## [Task prompt]
All entries are to be retyped without alteration.

## [Provided material]

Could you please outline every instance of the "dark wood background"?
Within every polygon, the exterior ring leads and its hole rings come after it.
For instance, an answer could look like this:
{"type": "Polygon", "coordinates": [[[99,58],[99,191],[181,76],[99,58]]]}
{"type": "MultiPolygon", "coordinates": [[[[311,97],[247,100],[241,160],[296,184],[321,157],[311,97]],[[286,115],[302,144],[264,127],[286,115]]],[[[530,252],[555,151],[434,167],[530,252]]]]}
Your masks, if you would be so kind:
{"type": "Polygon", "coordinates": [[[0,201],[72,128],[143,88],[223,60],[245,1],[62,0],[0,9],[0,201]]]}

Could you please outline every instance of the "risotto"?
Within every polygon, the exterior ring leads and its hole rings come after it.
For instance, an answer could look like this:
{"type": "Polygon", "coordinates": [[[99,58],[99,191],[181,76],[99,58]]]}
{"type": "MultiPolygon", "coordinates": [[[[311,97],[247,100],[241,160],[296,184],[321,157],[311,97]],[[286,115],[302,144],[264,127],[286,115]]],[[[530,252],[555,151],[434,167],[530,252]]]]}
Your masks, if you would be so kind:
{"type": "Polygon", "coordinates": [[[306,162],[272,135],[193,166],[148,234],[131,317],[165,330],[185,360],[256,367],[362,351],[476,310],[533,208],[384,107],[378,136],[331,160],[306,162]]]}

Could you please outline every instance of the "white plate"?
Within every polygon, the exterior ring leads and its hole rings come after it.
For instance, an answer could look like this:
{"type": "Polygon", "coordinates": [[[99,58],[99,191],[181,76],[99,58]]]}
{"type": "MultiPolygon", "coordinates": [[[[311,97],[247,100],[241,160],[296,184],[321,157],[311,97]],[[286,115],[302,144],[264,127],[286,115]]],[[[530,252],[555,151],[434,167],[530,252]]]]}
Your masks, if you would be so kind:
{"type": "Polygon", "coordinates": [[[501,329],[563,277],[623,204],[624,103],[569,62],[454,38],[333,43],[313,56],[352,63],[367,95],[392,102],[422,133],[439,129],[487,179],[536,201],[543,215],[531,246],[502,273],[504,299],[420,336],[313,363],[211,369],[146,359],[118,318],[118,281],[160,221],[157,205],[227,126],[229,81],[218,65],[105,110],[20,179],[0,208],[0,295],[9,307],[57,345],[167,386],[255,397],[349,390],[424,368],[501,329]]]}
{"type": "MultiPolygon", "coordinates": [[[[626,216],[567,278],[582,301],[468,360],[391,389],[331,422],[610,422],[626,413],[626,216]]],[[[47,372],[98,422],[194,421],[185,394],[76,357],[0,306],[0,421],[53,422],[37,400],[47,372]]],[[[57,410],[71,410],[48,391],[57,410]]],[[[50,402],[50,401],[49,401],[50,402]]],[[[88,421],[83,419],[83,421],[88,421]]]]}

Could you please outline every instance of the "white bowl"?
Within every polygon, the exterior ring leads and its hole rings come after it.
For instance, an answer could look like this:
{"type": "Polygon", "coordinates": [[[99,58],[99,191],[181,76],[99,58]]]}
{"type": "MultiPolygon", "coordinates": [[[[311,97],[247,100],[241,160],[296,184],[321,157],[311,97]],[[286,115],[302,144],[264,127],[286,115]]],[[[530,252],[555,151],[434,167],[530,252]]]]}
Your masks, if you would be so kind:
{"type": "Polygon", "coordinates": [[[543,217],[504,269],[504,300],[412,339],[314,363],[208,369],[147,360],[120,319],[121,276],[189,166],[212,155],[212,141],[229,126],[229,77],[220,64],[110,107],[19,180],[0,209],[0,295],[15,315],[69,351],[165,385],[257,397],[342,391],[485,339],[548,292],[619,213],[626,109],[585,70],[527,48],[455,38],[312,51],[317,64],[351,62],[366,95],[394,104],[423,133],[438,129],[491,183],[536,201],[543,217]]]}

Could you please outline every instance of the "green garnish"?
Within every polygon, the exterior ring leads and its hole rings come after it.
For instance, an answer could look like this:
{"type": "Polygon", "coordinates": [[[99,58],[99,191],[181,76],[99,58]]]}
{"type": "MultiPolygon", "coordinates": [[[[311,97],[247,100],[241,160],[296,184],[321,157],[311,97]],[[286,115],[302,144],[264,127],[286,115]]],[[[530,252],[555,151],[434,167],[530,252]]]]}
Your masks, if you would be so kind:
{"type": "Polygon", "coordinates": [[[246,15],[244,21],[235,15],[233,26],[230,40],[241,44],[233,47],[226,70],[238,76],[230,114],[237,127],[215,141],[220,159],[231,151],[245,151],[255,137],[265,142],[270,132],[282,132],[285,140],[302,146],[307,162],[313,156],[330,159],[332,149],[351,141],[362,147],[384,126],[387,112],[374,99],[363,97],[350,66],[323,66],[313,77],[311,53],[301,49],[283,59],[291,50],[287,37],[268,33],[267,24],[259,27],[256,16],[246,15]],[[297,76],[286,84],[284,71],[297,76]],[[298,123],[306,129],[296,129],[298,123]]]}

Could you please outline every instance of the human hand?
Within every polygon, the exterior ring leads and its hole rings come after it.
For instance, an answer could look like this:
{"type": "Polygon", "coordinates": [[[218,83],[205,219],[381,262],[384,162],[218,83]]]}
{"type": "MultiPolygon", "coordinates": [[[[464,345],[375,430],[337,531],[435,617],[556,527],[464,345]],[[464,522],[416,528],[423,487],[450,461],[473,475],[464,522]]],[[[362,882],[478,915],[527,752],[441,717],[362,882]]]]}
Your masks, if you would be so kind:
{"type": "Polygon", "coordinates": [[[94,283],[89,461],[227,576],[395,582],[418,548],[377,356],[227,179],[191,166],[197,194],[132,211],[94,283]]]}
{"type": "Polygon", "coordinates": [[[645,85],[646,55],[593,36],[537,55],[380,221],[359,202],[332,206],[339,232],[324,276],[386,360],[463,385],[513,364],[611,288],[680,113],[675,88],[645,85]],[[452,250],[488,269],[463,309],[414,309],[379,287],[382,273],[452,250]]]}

## [Answer below]
Could you please outline every instance of the "dark wood background"?
Within every polygon, the exterior ring leads and its hole rings come after it.
For instance, an answer could look like this:
{"type": "Polygon", "coordinates": [[[99,58],[99,191],[181,76],[99,58]]]}
{"type": "MultiPolygon", "coordinates": [[[[311,97],[247,100],[241,160],[296,184],[321,157],[311,97]],[[286,115],[302,144],[264,127],[286,115]]],[[[530,252],[555,151],[434,167],[530,252]]]]}
Your masks, if you would be so kind:
{"type": "Polygon", "coordinates": [[[0,201],[72,128],[143,88],[223,60],[245,1],[62,0],[0,9],[0,201]]]}

Could you please outline every instance of the "risotto"?
Within every polygon, the exterior ring leads and its hole rings come after it.
For instance, an answer could look like this:
{"type": "Polygon", "coordinates": [[[99,58],[99,191],[181,76],[99,58]]]}
{"type": "MultiPolygon", "coordinates": [[[[311,97],[247,100],[241,160],[296,184],[321,157],[311,97]],[[286,115],[302,144],[264,127],[286,115]]],[[[530,252],[555,151],[434,167],[530,252]]]]}
Your masks, if you would be so kind:
{"type": "Polygon", "coordinates": [[[306,162],[272,135],[193,166],[148,234],[131,317],[165,330],[185,360],[256,367],[362,351],[476,310],[533,208],[384,107],[378,136],[331,160],[306,162]]]}

Could you please outline every instance of the "white plate"?
Within every polygon, the exterior ring leads and its hole rings come after it.
For instance, an answer could look like this:
{"type": "Polygon", "coordinates": [[[99,58],[99,191],[181,76],[99,58]]]}
{"type": "MultiPolygon", "coordinates": [[[[311,97],[247,100],[241,160],[296,184],[321,157],[311,97]],[[286,115],[302,144],[264,127],[286,115]]],[[[530,252],[555,151],[434,167],[530,252]]]]}
Your masks, if you would be so kind:
{"type": "Polygon", "coordinates": [[[501,329],[563,277],[623,204],[624,103],[569,62],[454,38],[333,43],[313,56],[352,63],[367,95],[392,102],[422,133],[439,129],[487,179],[536,201],[543,215],[531,246],[502,273],[504,299],[420,336],[313,363],[211,369],[146,359],[118,318],[118,281],[160,221],[157,205],[227,126],[229,81],[218,65],[105,110],[20,179],[0,208],[0,295],[9,307],[57,345],[167,386],[255,397],[349,390],[424,368],[501,329]]]}
{"type": "MultiPolygon", "coordinates": [[[[626,216],[567,278],[582,301],[468,360],[391,389],[331,422],[610,422],[626,413],[626,216]]],[[[47,372],[98,422],[194,421],[185,394],[76,357],[0,306],[0,421],[53,422],[37,400],[47,372]]],[[[57,410],[71,410],[48,391],[57,410]]],[[[50,402],[50,401],[49,401],[50,402]]],[[[88,421],[83,419],[83,421],[88,421]]]]}

Could you please outline every instance of the "white bowl"?
Within every polygon, the exterior ring leads and its hole rings come after it.
For instance, an answer could look like this:
{"type": "Polygon", "coordinates": [[[99,58],[99,191],[181,76],[99,58]]]}
{"type": "MultiPolygon", "coordinates": [[[[311,97],[247,100],[241,160],[296,184],[321,157],[311,97]],[[286,115],[302,144],[264,127],[286,115]]],[[[530,252],[555,151],[434,167],[530,252]]]]}
Your masks, if you would be so kind:
{"type": "Polygon", "coordinates": [[[543,217],[504,269],[504,300],[412,339],[314,363],[208,369],[147,360],[120,319],[121,276],[189,166],[212,155],[212,141],[229,126],[229,77],[220,64],[110,107],[19,180],[0,209],[0,295],[15,315],[69,351],[165,385],[257,397],[342,391],[485,339],[548,292],[619,213],[626,109],[585,70],[527,48],[455,38],[312,51],[317,64],[351,62],[366,95],[394,104],[423,133],[438,129],[491,183],[536,201],[543,217]]]}

Could you please outline every instance of the "green garnish"?
Within every polygon, the exterior ring leads and its hole rings come after it.
For instance, an answer could look like this:
{"type": "Polygon", "coordinates": [[[99,58],[99,191],[181,76],[99,58]]]}
{"type": "MultiPolygon", "coordinates": [[[[311,97],[247,100],[241,160],[296,184],[321,157],[311,97]],[[286,115],[302,144],[264,127],[286,115]]],[[[530,252],[555,151],[434,167],[530,252]]]]}
Your masks, if you would be so kind:
{"type": "Polygon", "coordinates": [[[246,15],[244,21],[235,15],[233,26],[230,40],[241,44],[233,47],[226,70],[238,76],[230,114],[237,127],[215,141],[220,159],[231,151],[245,151],[255,137],[265,142],[270,132],[282,132],[285,140],[302,146],[307,162],[313,156],[330,159],[332,149],[351,141],[362,147],[384,126],[387,112],[374,99],[363,97],[350,66],[323,66],[313,77],[311,53],[301,49],[283,59],[291,50],[287,37],[268,33],[267,24],[259,27],[256,16],[246,15]],[[297,76],[286,84],[284,71],[297,76]],[[298,123],[306,129],[296,129],[298,123]]]}

Could you please outline every instance of the human hand?
Within every polygon, the exterior ring leads and its hole rings come after it.
For instance, an answer could look like this:
{"type": "Polygon", "coordinates": [[[218,83],[205,219],[381,262],[384,162],[218,83]]]}
{"type": "MultiPolygon", "coordinates": [[[[464,345],[375,430],[337,531],[435,617],[556,527],[464,345]],[[464,522],[416,528],[423,487],[450,461],[473,475],[464,522]]],[[[362,882],[478,915],[527,752],[441,717],[362,882]]]]}
Your masks, if you would be so kind:
{"type": "Polygon", "coordinates": [[[94,283],[89,461],[227,576],[395,582],[418,548],[377,356],[227,179],[191,166],[197,194],[132,211],[94,283]]]}
{"type": "Polygon", "coordinates": [[[645,85],[646,55],[593,36],[537,55],[380,221],[359,202],[332,206],[339,232],[324,276],[386,360],[463,385],[513,364],[611,288],[680,113],[675,88],[645,85]],[[452,250],[488,269],[463,309],[414,309],[379,287],[382,273],[452,250]]]}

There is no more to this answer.